- **Prompt 1**
According to the passage on Hebrew idiom, why was the Bible written in the idiom of the Hebrews and Jews? Answer in one to three sentences.
- **Prompt 2**
Repeat the passage on Hebrew idiom word for word from "Well, in the" to "of as overstatement.".

Every writer of Holy Scripture, Old Testament and New, was a Semite with a Semitic way of thinking and of expressing himself. The Bible is the Word of God but it was written by men who expressed themselves in the ways typical of their time and culture. We know that and that is not a controversial point. It is immediately obvious to us when we read the Bible that it wasn’t written by a 21st century American. But if the Bible was written by Hebrews and Jews then it was written in a way that was natural for them. It was written, we say today, in their idiom, in their characteristic form of speech and writing. We would not say, for example, “laws of justice,” we would say “just laws.” But Hebrew prefers nouns to adjectives, as any first year Hebrew student soon learns. We would not say “Holy of Holies” or “Song of Songs” but those are typical Hebrew superlatives; the “Most Holy Place,” the “Most Beautiful Song.”

Well, in the same way, Hebrew idiom is given to hyperbole and to an absoluteness of statement that any careful reader of the Bible notices everywhere he looks. In the modern West we are used to making distinctions, we add explanatory clauses to our sentences, we place a premium on precision. In the world of the lawsuit you have got to say things exactly as they are, all conditions accounted for. But Hebrew expression is not like that. It places a premium on the impression of truth and is much more inclined to what we would think of as overstatement.

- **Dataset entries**
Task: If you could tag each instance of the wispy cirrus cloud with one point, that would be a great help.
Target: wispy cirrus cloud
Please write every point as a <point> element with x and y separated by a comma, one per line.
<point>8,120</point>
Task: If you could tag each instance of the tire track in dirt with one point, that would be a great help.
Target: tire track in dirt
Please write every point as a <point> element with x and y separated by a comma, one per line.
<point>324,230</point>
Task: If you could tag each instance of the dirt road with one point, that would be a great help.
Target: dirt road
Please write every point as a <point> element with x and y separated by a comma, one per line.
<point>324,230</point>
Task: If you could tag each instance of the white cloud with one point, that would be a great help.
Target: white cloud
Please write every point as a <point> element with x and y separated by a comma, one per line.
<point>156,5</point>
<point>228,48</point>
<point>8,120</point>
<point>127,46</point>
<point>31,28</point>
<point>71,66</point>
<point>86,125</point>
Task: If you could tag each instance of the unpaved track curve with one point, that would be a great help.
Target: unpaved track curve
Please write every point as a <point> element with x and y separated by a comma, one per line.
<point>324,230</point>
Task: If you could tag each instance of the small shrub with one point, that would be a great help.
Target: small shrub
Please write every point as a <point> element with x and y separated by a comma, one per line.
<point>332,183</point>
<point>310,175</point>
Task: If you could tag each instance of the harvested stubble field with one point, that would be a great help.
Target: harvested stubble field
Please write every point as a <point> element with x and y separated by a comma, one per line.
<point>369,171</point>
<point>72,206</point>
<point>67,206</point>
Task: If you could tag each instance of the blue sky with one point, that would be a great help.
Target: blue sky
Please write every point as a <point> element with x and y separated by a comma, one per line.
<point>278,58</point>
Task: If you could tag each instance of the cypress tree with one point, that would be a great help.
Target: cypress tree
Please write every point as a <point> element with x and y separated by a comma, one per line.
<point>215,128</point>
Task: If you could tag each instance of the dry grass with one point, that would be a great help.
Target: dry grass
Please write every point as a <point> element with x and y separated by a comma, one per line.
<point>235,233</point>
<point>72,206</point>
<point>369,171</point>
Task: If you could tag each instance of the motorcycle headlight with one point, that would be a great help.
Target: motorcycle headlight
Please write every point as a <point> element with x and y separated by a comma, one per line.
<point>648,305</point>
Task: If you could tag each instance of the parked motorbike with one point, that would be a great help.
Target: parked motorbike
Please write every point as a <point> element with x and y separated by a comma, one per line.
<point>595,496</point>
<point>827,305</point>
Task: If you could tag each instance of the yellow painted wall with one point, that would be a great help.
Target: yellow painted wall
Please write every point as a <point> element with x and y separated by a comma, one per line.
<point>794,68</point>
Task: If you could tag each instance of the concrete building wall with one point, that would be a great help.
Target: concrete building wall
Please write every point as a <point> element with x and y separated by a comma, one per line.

- **Response box 1**
Every writer of Scripture was a Semite who thought and expressed himself in the ways typical of his time and culture. Because the Bible was written by Hebrews and Jews, it was written in the way that was natural for them, in their characteristic form of speech and writing.

- **Response box 2**
Well, in the same way, Hebrew idiom is given to hyperbole and to an absoluteness of statement that any careful reader of the Bible notices everywhere he looks. In the modern West we are used to making distinctions, we add explanatory clauses to our sentences, we place a premium on precision. In the world of the lawsuit you have got to say things exactly as they are, all conditions accounted for. But Hebrew expression is not like that. It places a premium on the impression of truth and is much more inclined to what we would think of as overstatement.